• [Set task 1] Can you copy the wisteria-pod passage word for word, beginning at the words "A plant geek" and stopping after "velvety-suede green shell."?

• [Text block]
---*---
A plant geek sweats over, swears at, and celebrates in his own gardens
Tags >> Vines that love to be trained and pruned
Ah, 100 degrees yesterday, and just about that today. Time to do anything that must be done in the shade. Like—lookey here!—hanging around under the Red Garden pergola, with this display of amazing wisteria pods.
Oh yes, wisteria pods. The vine is a huge woody cousin of garden peas, which get pods too. With edible seeds inside. (The peas you ninny.) Wisteria seeds aren't edible, but wisteria pods have it all over pea-pods for visuals: Six inches long, with a hard, velvety-suede green shell.
And dangling from the flower-cluster stem that, in this variety at least...

...can be one, ...two, ...three,
....even four feet long. Now that's a dangle. But the real shocker isn't that there's one or two such pods on most of the flower stems.
In bloom, each stem has a couple of hundred flowers in voluptuous pendancy.
---*---
• [Dataset records]
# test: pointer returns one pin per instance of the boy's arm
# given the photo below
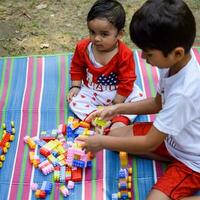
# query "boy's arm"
(119, 99)
(150, 105)
(133, 144)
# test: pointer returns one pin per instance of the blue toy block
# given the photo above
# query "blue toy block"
(47, 187)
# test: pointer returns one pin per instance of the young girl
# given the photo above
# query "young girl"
(102, 68)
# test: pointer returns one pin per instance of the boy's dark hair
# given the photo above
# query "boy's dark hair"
(112, 10)
(163, 25)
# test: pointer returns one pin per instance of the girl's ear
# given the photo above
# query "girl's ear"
(121, 33)
(179, 53)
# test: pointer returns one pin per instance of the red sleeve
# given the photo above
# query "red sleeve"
(126, 71)
(77, 69)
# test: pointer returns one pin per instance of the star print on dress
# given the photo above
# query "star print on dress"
(108, 80)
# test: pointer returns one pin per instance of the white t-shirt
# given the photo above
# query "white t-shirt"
(180, 114)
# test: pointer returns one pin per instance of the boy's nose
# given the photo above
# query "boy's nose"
(143, 55)
(97, 38)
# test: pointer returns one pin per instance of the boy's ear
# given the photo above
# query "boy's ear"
(179, 52)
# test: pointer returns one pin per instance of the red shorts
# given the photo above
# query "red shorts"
(179, 180)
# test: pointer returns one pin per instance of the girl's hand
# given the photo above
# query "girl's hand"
(91, 143)
(107, 113)
(72, 93)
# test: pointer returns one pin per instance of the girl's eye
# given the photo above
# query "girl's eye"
---*---
• [Set task 2] How many lines of the listing contain the string "dress"? Reply with the number alone.

• [Problem solution 1]
A plant geek sweats over, swears at, and celebrates in his own gardens
Tags >> Vines that love to be trained and pruned
Ah, 100 degrees yesterday, and just about that today. Time to do anything that must be done in the shade. Like—lookey here!—hanging around under the Red Garden pergola, with this display of amazing wisteria pods.
Oh yes, wisteria pods. The vine is a huge woody cousin of garden peas, which get pods too. With edible seeds inside. (The peas you ninny.) Wisteria seeds aren't edible, but wisteria pods have it all over pea-pods for visuals: Six inches long, with a hard, velvety-suede green shell.

• [Problem solution 2] 2